**TASKS AND EXERCISES**
a – Answer these questions using the reflection on daily life.
(i) Which services does the writer name for placing orders?
(ii) What does the writer feel guilty about?
(iii) In which city did the writer once drive around trying to keep life together?
b – Repeat the reflection on daily life from "It’s not that" up to and including "in the world.".
c – Write the next part of the reflection on daily life, starting after its last sentence.

**PAGE TEXT**

=== Begin Enclosure ===

It’s not that we’re in some harmonious state of utopia. Life is life-ing, and it’s non stop, and I’m cleaning and cooking and homeschooling and ordering… I seem to always be ordering something. Half the day I’m on my phone putting together orders from Farm Fresh and Thrive Market and Instacart. And Amazon.
I feel guilty for all the packaging.
I stay up way too late working. And wake up early to practice. I’m tired as fuck. And I’m not always the most patient person in the world.
But I’m not chasing time like I did when I drove around LA trying to keep life together.
I take pleasure in my afternoon neighborhood walks with the kids. Even when they meltdown. Even when I have to pick up a boneless three year old and carry him home kicking and screaming, while a seven and a half year old criticizes me. #MOTHERHOOD #MOTHERFUCKINGMOTHERHOOD And even when my patience runs out.
Still… This collective crisis translates for me as a break from the nonstop insanity of life in the 21st century. And I’m feeling relieved.

=== End Enclosure ===

**LISTED RECORDS**
=== Begin Enclosure ===

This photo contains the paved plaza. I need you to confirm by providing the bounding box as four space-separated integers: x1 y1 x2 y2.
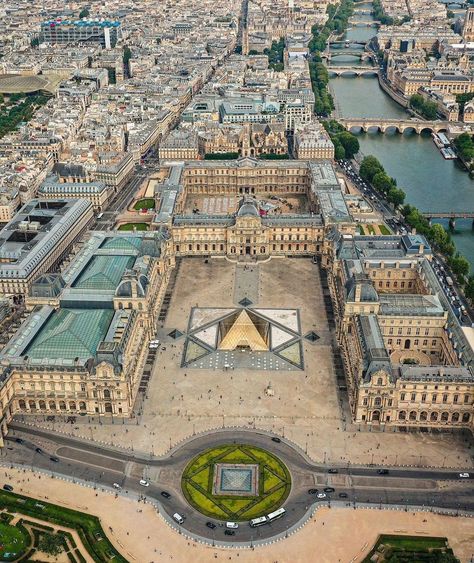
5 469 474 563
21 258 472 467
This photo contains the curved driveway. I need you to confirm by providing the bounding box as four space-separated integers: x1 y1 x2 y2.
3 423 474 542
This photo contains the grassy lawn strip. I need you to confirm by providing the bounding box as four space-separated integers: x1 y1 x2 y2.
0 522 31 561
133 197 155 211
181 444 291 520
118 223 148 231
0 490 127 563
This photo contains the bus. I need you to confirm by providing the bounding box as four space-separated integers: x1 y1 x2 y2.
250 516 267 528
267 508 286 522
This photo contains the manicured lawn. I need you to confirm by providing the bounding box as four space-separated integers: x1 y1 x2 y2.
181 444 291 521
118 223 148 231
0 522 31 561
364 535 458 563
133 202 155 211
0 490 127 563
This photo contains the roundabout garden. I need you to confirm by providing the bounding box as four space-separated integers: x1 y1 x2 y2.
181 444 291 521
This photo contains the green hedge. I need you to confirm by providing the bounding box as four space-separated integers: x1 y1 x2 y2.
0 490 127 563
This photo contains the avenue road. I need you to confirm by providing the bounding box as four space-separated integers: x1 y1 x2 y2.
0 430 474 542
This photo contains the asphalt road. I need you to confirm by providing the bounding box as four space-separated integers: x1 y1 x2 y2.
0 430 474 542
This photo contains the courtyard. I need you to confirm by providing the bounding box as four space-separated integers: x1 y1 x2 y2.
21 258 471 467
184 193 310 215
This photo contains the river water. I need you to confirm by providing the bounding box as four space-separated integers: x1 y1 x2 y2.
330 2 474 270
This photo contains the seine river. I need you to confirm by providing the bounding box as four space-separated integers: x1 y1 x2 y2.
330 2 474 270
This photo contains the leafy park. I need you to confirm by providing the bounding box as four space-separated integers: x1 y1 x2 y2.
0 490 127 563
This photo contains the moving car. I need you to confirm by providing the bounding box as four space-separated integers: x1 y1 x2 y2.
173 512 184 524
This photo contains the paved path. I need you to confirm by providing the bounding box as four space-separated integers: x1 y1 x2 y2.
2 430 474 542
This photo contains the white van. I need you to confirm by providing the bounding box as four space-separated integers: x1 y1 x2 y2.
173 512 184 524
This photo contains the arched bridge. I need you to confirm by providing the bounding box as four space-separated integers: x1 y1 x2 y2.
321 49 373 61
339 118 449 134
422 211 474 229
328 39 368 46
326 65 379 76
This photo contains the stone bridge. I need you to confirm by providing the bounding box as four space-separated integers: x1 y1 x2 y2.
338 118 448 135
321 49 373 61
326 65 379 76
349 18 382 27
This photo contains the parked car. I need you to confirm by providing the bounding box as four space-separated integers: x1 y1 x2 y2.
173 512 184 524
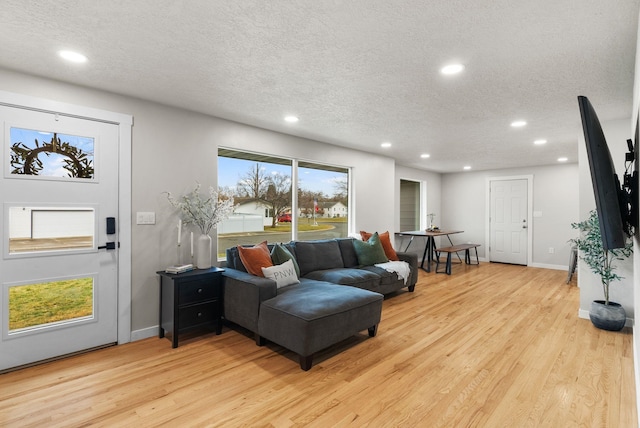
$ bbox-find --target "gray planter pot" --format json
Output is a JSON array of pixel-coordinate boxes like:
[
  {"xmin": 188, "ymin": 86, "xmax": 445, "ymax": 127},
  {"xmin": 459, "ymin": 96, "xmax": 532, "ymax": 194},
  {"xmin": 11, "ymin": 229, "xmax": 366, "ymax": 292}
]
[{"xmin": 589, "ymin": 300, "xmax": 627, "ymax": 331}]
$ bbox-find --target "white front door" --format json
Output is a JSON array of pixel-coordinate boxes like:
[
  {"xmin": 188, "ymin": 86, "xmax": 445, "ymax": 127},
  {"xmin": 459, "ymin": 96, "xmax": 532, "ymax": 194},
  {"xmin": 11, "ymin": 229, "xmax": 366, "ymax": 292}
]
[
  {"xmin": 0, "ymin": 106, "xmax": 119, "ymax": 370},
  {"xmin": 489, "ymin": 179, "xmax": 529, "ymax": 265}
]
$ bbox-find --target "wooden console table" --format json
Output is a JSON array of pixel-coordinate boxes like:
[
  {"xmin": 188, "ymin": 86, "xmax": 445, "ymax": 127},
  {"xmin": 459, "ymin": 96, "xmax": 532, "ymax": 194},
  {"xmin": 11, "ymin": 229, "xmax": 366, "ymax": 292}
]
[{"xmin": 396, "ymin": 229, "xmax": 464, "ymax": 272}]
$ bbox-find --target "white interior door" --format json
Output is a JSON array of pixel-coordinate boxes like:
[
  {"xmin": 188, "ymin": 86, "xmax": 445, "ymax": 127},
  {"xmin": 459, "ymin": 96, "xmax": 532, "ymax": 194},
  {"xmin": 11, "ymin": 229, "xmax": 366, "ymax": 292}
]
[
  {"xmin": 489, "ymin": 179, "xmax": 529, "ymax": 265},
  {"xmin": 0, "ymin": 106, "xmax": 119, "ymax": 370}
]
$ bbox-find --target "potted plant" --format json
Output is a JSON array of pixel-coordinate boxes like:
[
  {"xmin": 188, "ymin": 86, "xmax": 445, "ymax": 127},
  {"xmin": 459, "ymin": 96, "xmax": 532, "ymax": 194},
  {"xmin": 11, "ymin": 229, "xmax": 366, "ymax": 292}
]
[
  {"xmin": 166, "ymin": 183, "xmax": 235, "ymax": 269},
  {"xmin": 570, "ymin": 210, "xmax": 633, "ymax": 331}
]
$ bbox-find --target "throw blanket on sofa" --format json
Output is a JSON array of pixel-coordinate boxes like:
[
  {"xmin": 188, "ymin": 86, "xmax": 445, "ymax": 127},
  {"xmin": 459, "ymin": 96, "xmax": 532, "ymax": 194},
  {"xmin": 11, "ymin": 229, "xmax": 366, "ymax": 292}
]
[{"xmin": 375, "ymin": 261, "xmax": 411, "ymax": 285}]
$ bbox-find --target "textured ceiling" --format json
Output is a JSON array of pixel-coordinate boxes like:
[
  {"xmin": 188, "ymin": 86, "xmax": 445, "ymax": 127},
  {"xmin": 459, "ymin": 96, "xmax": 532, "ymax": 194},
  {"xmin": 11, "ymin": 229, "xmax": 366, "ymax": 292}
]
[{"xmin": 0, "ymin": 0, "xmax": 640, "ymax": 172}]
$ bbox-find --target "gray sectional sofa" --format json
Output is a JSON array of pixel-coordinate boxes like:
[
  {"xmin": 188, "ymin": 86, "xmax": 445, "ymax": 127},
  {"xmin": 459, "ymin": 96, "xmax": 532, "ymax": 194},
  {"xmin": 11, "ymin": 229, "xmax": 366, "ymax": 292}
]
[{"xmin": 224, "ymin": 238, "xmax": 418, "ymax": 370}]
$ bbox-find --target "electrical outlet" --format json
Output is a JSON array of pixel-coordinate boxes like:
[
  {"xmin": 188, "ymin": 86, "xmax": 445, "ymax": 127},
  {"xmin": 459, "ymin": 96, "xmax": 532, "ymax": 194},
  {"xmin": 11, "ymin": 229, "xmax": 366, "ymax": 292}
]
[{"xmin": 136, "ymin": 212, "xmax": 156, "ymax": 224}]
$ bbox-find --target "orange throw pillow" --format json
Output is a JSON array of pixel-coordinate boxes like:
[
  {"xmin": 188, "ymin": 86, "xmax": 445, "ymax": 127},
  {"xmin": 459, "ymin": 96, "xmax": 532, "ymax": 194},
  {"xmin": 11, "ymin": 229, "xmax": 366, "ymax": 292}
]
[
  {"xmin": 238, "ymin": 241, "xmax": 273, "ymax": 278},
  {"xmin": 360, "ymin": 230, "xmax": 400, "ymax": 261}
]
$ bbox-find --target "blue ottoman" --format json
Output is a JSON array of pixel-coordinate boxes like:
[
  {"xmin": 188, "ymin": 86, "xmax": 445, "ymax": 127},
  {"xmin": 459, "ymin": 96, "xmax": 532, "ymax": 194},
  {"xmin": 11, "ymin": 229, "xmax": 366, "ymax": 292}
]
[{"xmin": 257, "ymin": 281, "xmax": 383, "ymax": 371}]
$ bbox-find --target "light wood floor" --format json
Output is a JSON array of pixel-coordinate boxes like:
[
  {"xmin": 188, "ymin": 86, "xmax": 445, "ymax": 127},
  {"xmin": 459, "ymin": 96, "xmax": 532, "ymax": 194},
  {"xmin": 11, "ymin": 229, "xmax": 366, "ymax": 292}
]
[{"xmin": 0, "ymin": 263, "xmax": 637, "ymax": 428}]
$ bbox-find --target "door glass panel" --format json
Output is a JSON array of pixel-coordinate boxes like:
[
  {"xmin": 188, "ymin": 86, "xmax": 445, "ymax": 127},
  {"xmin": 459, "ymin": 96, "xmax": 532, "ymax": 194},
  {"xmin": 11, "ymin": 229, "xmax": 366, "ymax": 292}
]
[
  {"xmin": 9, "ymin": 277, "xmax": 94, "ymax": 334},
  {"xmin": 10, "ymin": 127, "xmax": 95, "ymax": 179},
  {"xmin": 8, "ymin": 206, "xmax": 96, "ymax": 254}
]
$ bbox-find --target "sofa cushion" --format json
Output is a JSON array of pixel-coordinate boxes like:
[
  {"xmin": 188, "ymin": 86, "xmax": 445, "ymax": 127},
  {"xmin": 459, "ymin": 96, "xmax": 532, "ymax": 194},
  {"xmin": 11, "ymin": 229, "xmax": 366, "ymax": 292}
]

=== End Enclosure ===
=== Begin Enclosure ===

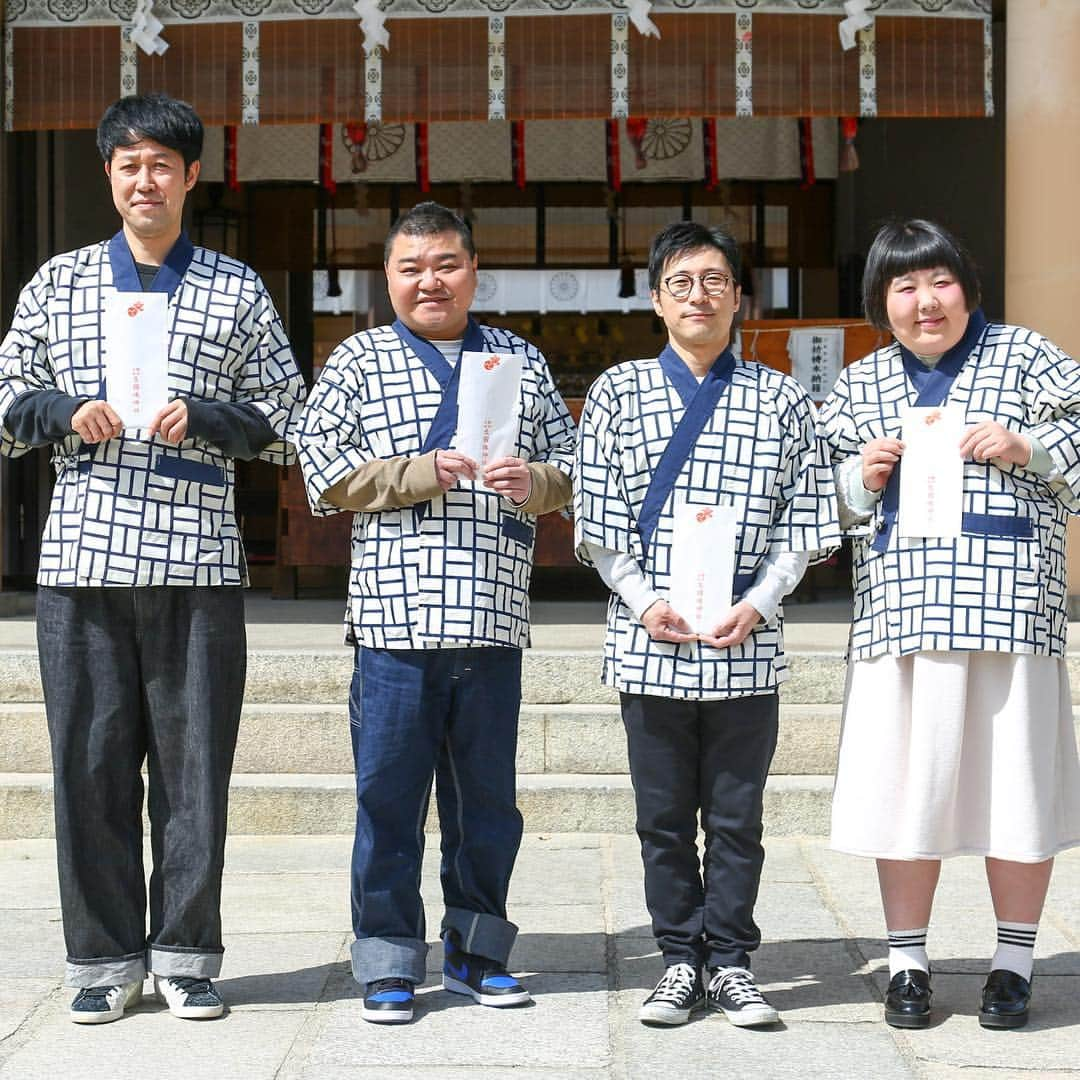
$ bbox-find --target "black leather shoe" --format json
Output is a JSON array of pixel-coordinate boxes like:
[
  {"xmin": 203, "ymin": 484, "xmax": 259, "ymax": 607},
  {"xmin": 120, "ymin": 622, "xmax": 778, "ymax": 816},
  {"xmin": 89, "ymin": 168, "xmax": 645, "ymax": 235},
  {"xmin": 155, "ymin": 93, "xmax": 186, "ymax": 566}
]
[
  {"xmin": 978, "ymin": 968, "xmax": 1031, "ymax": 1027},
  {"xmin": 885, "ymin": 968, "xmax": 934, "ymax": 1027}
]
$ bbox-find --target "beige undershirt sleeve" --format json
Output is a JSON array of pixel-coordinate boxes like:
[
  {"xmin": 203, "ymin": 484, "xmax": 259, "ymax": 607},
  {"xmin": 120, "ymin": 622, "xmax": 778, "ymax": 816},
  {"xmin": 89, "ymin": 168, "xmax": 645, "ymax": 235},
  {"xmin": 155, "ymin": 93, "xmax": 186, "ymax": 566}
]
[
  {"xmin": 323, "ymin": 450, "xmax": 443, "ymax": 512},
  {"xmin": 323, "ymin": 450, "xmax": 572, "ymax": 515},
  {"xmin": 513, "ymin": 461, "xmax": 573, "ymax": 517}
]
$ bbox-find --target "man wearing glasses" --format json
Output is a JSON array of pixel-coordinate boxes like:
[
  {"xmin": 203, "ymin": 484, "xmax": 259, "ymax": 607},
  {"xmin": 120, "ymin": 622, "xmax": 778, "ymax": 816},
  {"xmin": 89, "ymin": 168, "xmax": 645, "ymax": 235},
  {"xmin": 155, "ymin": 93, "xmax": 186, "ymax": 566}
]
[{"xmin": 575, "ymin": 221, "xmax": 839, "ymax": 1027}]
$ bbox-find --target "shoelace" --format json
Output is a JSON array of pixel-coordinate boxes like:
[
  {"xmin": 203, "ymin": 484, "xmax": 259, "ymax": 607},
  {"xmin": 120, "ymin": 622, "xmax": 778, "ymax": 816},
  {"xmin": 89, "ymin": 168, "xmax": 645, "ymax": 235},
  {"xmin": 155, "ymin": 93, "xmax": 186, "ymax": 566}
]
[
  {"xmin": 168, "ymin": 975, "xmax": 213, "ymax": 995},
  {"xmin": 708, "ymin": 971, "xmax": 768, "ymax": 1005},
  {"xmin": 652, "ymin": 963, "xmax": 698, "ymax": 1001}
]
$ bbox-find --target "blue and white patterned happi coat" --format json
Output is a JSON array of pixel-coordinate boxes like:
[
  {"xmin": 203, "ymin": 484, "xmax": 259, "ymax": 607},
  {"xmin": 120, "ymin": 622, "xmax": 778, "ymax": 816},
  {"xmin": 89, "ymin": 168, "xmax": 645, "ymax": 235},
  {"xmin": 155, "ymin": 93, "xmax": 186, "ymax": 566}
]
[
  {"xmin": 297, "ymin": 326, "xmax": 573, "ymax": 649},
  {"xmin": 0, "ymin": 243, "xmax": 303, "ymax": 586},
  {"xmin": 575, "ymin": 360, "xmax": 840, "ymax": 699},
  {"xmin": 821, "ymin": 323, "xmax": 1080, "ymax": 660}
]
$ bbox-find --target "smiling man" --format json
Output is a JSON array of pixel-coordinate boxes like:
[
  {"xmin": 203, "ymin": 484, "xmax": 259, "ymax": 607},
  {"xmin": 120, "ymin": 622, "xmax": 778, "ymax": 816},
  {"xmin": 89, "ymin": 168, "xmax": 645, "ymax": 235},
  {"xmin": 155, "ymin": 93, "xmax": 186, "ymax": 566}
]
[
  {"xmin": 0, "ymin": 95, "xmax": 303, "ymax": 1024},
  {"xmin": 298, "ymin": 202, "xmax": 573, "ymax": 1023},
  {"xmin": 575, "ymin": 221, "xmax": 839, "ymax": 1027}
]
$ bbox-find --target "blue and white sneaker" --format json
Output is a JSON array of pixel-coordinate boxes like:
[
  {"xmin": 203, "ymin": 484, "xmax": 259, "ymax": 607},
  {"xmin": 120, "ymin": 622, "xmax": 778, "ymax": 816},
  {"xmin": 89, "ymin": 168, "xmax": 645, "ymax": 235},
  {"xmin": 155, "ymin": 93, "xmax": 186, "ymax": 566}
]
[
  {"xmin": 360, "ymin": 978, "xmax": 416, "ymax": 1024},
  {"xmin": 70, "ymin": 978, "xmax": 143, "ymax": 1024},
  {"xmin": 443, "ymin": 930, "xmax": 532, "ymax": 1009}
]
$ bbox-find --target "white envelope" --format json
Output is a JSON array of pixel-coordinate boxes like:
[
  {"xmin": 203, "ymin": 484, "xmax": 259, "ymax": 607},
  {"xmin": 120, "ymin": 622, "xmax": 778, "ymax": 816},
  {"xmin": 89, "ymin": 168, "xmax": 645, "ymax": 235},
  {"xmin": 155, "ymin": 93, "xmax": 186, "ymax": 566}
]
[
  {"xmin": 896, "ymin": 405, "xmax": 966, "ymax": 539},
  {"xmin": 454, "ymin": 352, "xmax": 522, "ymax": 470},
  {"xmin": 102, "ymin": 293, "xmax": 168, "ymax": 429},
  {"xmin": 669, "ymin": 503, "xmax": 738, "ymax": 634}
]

=== End Enclosure ===

**REPLIES**
a –
(i) Farm Fresh, Thrive Market, Instacart, and Amazon
(ii) All the packaging
(iii) LA

b –
It’s not that we’re in some harmonious state of utopia. Life is life-ing, and it’s non stop, and I’m cleaning and cooking and homeschooling and ordering… I seem to always be ordering something. Half the day I’m on my phone putting together orders from Farm Fresh and Thrive Market and Instacart. And Amazon.
I feel guilty for all the packaging.
I stay up way too late working. And wake up early to practice. I’m tired as fuck. And I’m not always the most patient person in the world.

c –
And still the days slip away, with hardly any time. I’m not the art project mom. There’s no endless craft activities on the living room floor. I still talk about planting vegetables, and I still never get to it. I hear them slide between playing beautifully and fighting brutally, while I try to catch up with keeping the house clean and organized. Hopeless battle.
My kids don’t do yoga with me. They do climb on top of me when I do it. They don’t meditate. They ignore the fact that I do. But my little guy told me this morning that it’s ok that I don’t talk to him while I meditate.
We read Harry Potter. Sometimes we listen to Mozzart. Sometimes we dance around to loud house music. I still chop plenty of kale and make apples with Peanut Butter snacks. Kesem’s reading has gotten so much better since school stopped. Her math too. I do have to deal with complaints and resistance to doing schoolwork. Every. Single. Day. And it’s annoying. But I don’t rush her as much as I do when there’s no pandemic – when the routine suffocates my soul, and there’s nothing but a schedule to keep up with. So I give her more time to feel her feelings and get through it.
On Saturdays we’ve been watching silent films, introducing the kids to Buster Keaton and Charlie Chaplin. Our parking area in the back is transforming into a roller skate arena, a tiny bike path, a hula-hoop dance studio, a kinetic sand box, and a water park. All we have there is concrete. But still we feel the elements. During the heatwave we filled up the kiddy pool. Our feet splashed in water and the sun bathed our bodies in light.
I feel guilty because I love this time.
There’s a growing sense of space inside of me. Not separate from the impatience, but woven into it with a sense of acceptance.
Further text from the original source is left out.